Quoted passage →
Because Season 4 is here. It's airing right now on Crunchyroll. And after three episodes, I can tell you with confidence: yes, it is absolutely worth watching, and no, you will not feel okay by the end of it. That's a promise.

Let me break down what the first three episodes cover, how they set up what's coming, and whether Season 4 is delivering on everything Season 3 put on the table.

Spoiler warning for Re:Zero Season 3 ahead. You've been warned.

Where We Are After Season 3

Season 3 did something that even Re:Zero's most devoted fans didn't entirely see coming: it broke Subaru Natsuki in a way that felt genuinely irreversible. The events at the Pleiades Watchtower — the confrontation with Echidna and the Witch Cult's inner circle, the cascading losses, the revelation that Return by Death has costs that go beyond what we understood — left Subaru in a state of psychological collapse that the show didn't rush to fix.

That's one of the things Re:Zero Season 3 did better than almost anything else airing at the time. It refused to hand Subaru a clean recovery arc. He survived. He made it back to Emilia and the others. But something in him was visibly different by the finale, quieter and more fragile in ways the character had never been before, even at his lowest points.

Provided data →
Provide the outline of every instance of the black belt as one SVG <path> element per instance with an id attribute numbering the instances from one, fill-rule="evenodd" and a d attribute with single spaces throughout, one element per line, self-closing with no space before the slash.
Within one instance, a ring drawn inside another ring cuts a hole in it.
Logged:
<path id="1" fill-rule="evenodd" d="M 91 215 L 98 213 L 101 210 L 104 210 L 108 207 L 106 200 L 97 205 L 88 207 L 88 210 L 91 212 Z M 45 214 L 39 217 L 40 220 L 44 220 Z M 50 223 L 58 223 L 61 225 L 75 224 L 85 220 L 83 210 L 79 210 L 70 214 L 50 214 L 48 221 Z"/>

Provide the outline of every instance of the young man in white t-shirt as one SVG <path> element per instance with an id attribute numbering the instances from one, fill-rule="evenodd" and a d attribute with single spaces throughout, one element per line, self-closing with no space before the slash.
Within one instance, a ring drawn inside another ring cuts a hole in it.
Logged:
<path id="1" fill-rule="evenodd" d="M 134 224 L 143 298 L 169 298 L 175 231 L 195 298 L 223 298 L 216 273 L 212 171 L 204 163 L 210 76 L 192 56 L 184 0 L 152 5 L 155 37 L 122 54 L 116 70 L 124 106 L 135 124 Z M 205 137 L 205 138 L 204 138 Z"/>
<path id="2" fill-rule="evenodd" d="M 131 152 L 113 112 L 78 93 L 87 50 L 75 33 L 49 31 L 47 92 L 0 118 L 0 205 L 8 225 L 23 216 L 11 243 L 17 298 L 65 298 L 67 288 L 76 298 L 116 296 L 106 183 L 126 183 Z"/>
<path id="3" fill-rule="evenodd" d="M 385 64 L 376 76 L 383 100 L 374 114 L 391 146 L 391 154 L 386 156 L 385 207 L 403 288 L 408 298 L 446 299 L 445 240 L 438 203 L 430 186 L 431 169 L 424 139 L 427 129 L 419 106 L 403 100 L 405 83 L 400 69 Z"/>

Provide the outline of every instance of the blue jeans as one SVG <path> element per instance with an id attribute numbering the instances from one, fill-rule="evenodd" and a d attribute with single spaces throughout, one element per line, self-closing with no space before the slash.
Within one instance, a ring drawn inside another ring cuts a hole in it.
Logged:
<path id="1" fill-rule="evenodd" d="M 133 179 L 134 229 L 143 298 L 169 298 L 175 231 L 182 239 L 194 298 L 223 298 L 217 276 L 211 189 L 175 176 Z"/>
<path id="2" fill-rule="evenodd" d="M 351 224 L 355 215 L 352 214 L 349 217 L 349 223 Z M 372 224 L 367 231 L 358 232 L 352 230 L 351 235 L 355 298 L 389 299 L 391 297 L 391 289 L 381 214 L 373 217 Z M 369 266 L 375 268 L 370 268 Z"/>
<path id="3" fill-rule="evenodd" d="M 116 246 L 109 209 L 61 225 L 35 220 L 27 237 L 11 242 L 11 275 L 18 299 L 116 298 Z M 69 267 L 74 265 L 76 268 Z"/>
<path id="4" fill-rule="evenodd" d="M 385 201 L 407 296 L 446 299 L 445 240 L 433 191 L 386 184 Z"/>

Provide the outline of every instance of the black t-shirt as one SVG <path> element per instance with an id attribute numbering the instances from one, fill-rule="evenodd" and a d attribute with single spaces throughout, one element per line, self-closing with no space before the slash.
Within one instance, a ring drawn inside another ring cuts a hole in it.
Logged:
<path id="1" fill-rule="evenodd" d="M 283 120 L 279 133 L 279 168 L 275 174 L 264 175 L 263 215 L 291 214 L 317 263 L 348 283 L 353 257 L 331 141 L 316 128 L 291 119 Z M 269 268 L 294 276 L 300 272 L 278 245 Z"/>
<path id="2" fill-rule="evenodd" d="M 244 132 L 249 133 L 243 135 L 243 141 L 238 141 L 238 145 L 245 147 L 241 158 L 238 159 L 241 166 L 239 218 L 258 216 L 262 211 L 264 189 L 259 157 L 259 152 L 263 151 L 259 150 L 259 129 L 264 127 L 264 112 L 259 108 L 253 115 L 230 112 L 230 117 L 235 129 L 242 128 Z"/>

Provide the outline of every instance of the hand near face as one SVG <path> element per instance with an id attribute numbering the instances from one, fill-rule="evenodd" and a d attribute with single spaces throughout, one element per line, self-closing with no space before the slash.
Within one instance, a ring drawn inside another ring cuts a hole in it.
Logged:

Set of tasks →
- a) Answer these questions using the Re:Zero article:
(i) On which service is Season 4 airing?
(ii) At what location did the Season 3 events take place?
(iii) Whom did Subaru make it back to?
- b) Rewrite the passage of the Re:Zero article that begins at "Season 3 did something" and ends after "his lowest points.", putting "final episode" in place of "finale".
- c) Write the next part of the Re:Zero article, continuing from the point where it stops.
The records come from a separate source, unrelated to the text.

Results →
- a)
(i) Crunchyroll
(ii) The Pleiades Watchtower
(iii) Emilia and the others

- b)
Season 3 did something that even Re:Zero's most devoted fans didn't entirely see coming: it broke Subaru Natsuki in a way that felt genuinely irreversible. The events at the Pleiades Watchtower — the confrontation with Echidna and the Witch Cult's inner circle, the cascading losses, the revelation that Return by Death has costs that go beyond what we understood — left Subaru in a state of psychological collapse that the show didn't rush to fix.

That's one of the things Re:Zero Season 3 did better than almost anything else airing at the time. It refused to hand Subaru a clean recovery arc. He survived. He made it back to Emilia and the others. But something in him was visibly different by the final episode, quieter and more fragile in ways the character had never been before, even at his lowest points.

- c)
Season 4 inherits that character. And it doesn't pretend he's fine.

Episodes 1–3: What Actually Happens

Episode 1 opens in the aftermath — not with action, but with stillness. White Fox makes an interesting choice here: the first episode is almost entirely quiet. Subaru is back in the Sanctuary, back with the people he loves, and he is clearly struggling to be present. He talks. He smiles. But there's a performance quality to his cheerfulness that the show frames carefully enough that you notice it even when the other characters don't.

The episode reintroduces the political situation in Lugnica, which has continued to deteriorate during the events of Season 3. Emilia's faction has made progress but is not secure. New players are moving. And there's a sequence toward the end of Episode 1 that reestablishes Return by Death in a context that has changed significantly now that Subaru understands what it costs him — not just emotionally, but in ways the season seems poised to explore more concretely.

Episode 2 introduces the season's first major new character: a woman named Serena Dracroy, a noble-class figure from the far eastern territories of Lugnica who arrives ostensibly to offer support to Emilia's royal candidacy. She is immediately fascinating — warm on the surface, precise in a way that reads as calculating, and clearly operating with information that she shouldn't have access to. Whether she's an ally, an antagonist, or something more complicated is deliberately left ambiguous. Based on two episodes, she is my most anticipated character in the season.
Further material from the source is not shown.